━━━ Supplied passage
# Edge trip last Funday 18/11



## Lipz (Mar 19, 2013)

*Edge trip last Funday 11/18*

We normally launch in destin at Joes bayou but last weekend we decided to try Shoreline Park Boat Ramp, left there at 5:30 AM, beautiful and nice calm waters, could not get accurate water color report, so decided to head to the edge for some bottom fishing and trolling from spot to spot, about 20 miles out we realized that we had forgot our frozen bait bag  so we decided to stop at oriskany to check it out since we had some live bait, we caught few snappers at the bottom and a 3 footer barracuda on the fly, that we ended up keeping for cut bait (stinky and nasty), started trolling from there heading south around 8:00 and 20 minutes later our shotgun line start screaming, that was our first BFT, lines back out and another 10 miles south, NADA, decided to turn around and head north edge and half way back another hook up shotgun line and another BFT, lines back out and close to oriskany we had a triple hook up, my buddies got paralyzed for few seconds looking at me, like "what do we do?" lol, ended up losing 2 of them and the 3 was beside the boat waiting for the right time to gaff it and the damn cudas hit it and cut the 300 lb leader, lost my lure and the fish, so we start trolling again heading NE, after 30 minutes shotgun line runs again and we successfully put another BFT on the cooler, stopped at few spotS at the edge for some mingos, but the dolphins were hitting hard on the way up, but we still got few mingos, porgies and couple almacos, around noon start high speed trolling toward Chevron and had only one knock down, caught several red snappers and triggers in there, i was really amazed how barracuda chucks were hit pretty hard most times instantly after the drop, we left Chevron around 2 and had fish and boat clean before dark, perfect time to enjoy some fresh fish and cold beer, very good quality time with friends, i could do every day for sure!:thumbup:


----------



## panhandlephinsphan (Aug 25, 2008)
━━━━━━
**Task list:**
A. Answer these questions from the fishing trip thread, one line each:
(i) At what time did the group leave Shoreline Park Boat Ramp?
(ii) What cut the 300 lb leader on the third fish of the triple hook up?
(iii) Around what time did they leave Chevron?
B. Resume the fishing trip thread at the point where it stops.
━━━ Data segment
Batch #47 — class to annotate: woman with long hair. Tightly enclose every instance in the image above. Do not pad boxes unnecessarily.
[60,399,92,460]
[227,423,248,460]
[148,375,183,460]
━━━━━━
**Answers in order:**
A.
(i) 5:30 AM
(ii) The barracudas ("cudas")
(iii) Around 2

B.
Nice work! It was beautiful out there.

We’re you trolling naturals or plastics?

Thanks


----------



## Lipz (Mar 19, 2013)

*Spread*

Thank you! yes was really nice there, We had yozuri bonita on short left, squid spread bar on short right, long left we had jet head islander (blue and white) daisy chain on long right and islander (blue and white) on shotgun, we forgot our ballyhoo and squid bag home :thumbdown:


----------



## Bryan_DESTIN_TRITON (Jan 11, 2009)

How do you like that Honda? Mine have been pretty good but they eat the o2 sensors


----------



## Jason (Oct 2, 2007)

My my them vittles look good!!! Looks like a fun and productive day!


----------



## Lipz (Mar 19, 2013)

well mine so far so good, i got it on may and only have put 240 hours, but it is treating me really good, no complains so far, beside the size and the weight lol


----------



## Lipz (Mar 19, 2013)

Jason said:


> My my them vittles look good!!! Looks like a fun and productive day!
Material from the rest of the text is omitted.